Point annotation entries for images:

══════

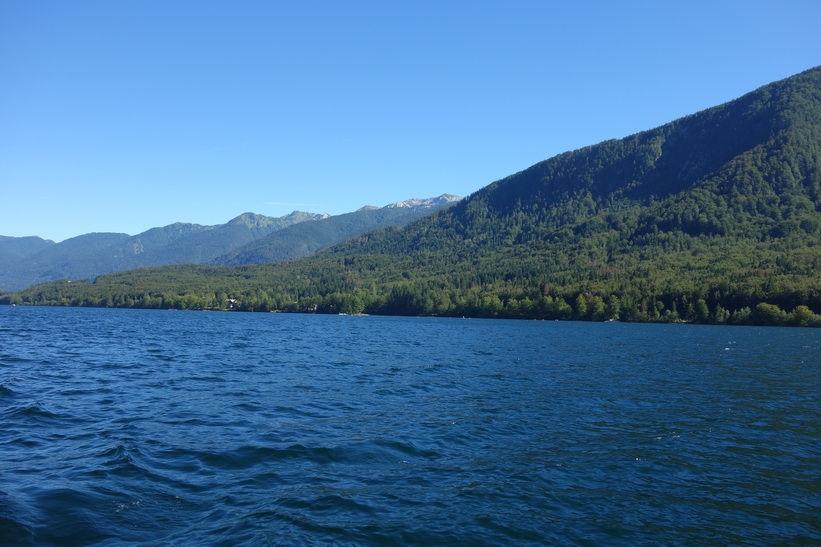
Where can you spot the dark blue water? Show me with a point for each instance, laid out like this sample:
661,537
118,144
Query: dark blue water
160,427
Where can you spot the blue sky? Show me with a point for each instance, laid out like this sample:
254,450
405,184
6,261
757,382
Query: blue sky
125,115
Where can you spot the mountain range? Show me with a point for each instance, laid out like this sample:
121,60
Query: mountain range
247,239
711,218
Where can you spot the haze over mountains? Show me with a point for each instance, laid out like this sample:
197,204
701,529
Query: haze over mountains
714,217
246,239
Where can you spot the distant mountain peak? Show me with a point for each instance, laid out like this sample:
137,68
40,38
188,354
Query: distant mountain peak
427,202
253,220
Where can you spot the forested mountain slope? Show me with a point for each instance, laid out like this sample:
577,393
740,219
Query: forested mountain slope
306,238
90,255
714,217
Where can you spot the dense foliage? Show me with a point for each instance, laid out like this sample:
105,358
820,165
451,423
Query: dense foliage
309,237
713,218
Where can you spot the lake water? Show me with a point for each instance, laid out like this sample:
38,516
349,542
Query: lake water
161,427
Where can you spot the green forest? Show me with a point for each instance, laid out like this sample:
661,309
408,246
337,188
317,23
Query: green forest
713,218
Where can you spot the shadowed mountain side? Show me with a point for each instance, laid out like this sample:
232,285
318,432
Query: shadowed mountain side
712,218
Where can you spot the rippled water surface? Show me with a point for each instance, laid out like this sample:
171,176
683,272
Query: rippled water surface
137,426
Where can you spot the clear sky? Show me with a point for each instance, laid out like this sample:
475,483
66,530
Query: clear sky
119,116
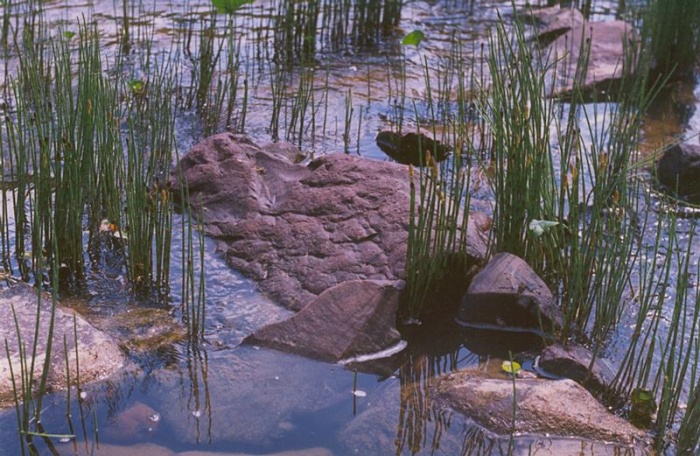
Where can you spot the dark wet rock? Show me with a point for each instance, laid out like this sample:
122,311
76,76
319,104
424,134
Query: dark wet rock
98,354
551,407
411,148
135,423
248,396
301,229
142,330
577,363
678,170
562,32
353,318
507,293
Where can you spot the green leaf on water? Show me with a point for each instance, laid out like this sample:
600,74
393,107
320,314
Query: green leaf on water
539,227
413,39
511,367
137,86
229,6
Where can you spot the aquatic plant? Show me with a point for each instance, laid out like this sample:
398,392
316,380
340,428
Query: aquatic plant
672,30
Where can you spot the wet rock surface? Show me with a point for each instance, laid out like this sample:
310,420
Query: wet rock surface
552,407
577,363
300,229
353,318
563,31
98,354
507,293
678,170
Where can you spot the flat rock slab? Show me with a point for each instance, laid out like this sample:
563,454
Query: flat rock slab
563,30
508,294
98,354
350,319
552,407
300,229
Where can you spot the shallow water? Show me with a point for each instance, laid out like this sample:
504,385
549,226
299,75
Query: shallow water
222,397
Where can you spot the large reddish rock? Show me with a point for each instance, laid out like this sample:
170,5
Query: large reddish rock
351,319
508,294
74,340
300,229
551,407
563,33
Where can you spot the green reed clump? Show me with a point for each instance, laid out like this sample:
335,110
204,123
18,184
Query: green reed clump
437,248
519,114
663,353
688,436
672,29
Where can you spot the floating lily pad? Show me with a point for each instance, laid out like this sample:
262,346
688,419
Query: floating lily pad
229,6
511,367
540,227
413,39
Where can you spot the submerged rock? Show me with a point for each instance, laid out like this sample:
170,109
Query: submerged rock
551,407
411,148
508,294
98,354
135,423
577,363
249,397
564,32
350,319
678,170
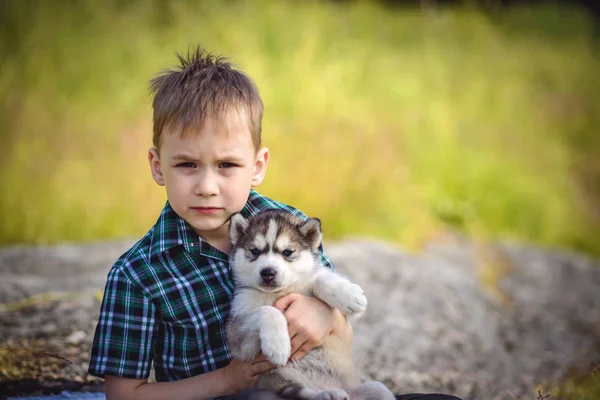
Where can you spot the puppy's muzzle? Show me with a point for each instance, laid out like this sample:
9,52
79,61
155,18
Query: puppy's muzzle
268,275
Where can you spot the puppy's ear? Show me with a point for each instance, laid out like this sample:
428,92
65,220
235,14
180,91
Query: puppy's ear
311,230
237,226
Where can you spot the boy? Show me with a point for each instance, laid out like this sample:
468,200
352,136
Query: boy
167,298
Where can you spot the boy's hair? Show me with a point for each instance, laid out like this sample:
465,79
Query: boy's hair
204,86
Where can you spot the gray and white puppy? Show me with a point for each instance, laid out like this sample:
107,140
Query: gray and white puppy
276,253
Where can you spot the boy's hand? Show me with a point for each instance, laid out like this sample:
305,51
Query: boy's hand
309,321
241,375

══════

▸ **EXERCISE GOAL**:
Please copy out all the records again, changing "laid out like this sample" to "formatted like this sample" and keeping everything else the same. Leave the pictures out.

▸ **EXPECTED OUTPUT**:
Where can you spot the dark blue water? Show me with a point for each instance, formatted like this sample:
661,537
118,144
Query: dark blue water
160,427
Where can you spot the blue sky? Show me with a point for each instance, formatted like this sample:
254,450
405,184
6,261
757,382
Query: blue sky
125,115
Where can you spot the mountain range? Show me with a point for each instance, formatted like this sample:
121,60
Query: mountain range
247,239
711,218
Where can you spot the haze over mountains? Show me with a point for each instance, formatted like this sample:
197,204
701,529
Query: haze over mountains
714,217
246,239
Where can you spot the distant mountain peak? Show me with a point for each instance, formatted like this sample:
137,68
40,38
188,354
Query: distant mountain peak
427,202
253,220
Where can you spot the forested mountain slope? Show me with a point for each instance, formatted like this sample:
577,393
740,219
Query: forested mountain slope
306,238
90,255
714,217
Where can you spot the dense foliage? Show me with a point for each instance, formatted like this sample:
105,358
820,165
451,423
Query: dense foliage
309,237
713,218
Where can you spot the lake water? Show me with a point for each instance, formatted like this sample:
38,516
349,542
Query: lake water
161,427
Where can you spot the green forest? Show me with a point for each instance, formatted like this sample:
661,309
408,246
337,188
317,23
Query: green forest
713,218
Where can you spot the shadowed mountain side? Show me with a point for each instance, formatted like this sample:
232,285
318,432
Query: shadowed mountain side
712,218
Where can you spot the rippled water surface? Show me with a point for each instance, formatted like this sample:
171,176
683,272
Query: rippled water surface
137,426
Where can you spot the clear sky? Show me with a point for each instance, formatted like this sample:
475,483
66,530
Query: clear sky
119,116
Where can you spot the dark wet rock? Show me with a point for each instance, formatted like this sample:
122,311
76,76
319,104
424,134
Query: dark wet rock
98,354
551,407
411,148
135,423
248,396
301,229
142,330
577,363
678,170
562,32
353,318
507,293
Where can you spot the green leaf on water? Show me with a point for each instance, formatted like this sample:
600,74
393,107
320,314
Query: green leaf on water
539,227
413,39
511,367
137,86
229,6
Where can you spot the aquatic plant? Show me with a point for each instance, formatted like this sample:
398,392
316,380
340,428
Query: aquatic plant
672,30
Where can you spot the wet rock surface? Show me with a point for each instance, formatted like this sample:
310,420
Query: wet rock surface
552,407
577,363
300,229
353,318
563,31
98,354
507,293
678,170
Where can you spot the flat rock slab? Show me with a point for each instance, formatted like this sample:
563,454
Query: flat rock slab
563,30
508,294
98,354
350,319
552,407
300,229
Where can you spot the shallow water? Show me with a point for each instance, formatted like this sample:
504,385
549,226
299,75
Query: shallow water
222,397
Where can you spot the large reddish rock? Show me with a point for each instance, formatted like this sample:
170,5
Query: large reddish rock
351,319
508,294
74,340
300,229
551,407
563,33
Where can you spot the green reed clump? Show me with a point for each instance, formatted like this sample:
335,110
204,123
18,184
Query: green reed clump
437,248
519,114
663,353
688,436
672,29
Where can you spot the floating lily pad? Show me with a point for each instance, formatted like this sample:
262,346
688,419
Query: floating lily pad
229,6
511,367
540,227
413,39
Where can you spot the submerged rock? Show me with a point for each instance, formatted like this sample:
170,109
Query: submerged rock
551,407
411,148
508,294
98,354
135,423
577,363
249,397
564,32
350,319
678,170
Where can you spot the puppy's muzzle? Show me with a point for each instance, formatted like this sample:
9,52
79,61
155,18
Query: puppy's muzzle
268,275
Where can you spot the puppy's ear? Show me with a point for each instance, formatted like this sample:
428,92
65,220
235,14
180,91
Query: puppy's ear
311,230
237,226
Where can you spot the boy? Show me with a point for each instance, formatted like this sample:
468,200
352,136
Query: boy
167,298
Where can you spot the boy's hair? Show me with a point for each instance, formatted like this sample:
465,79
Query: boy's hair
204,86
Where can you spot the gray and white puppy? Show me with a point for each instance, formatted like this sample:
107,140
Query: gray and white puppy
276,253
Where can you spot the boy's hand? Show me with a point for each instance, formatted like this sample:
305,51
Query: boy's hand
309,321
241,375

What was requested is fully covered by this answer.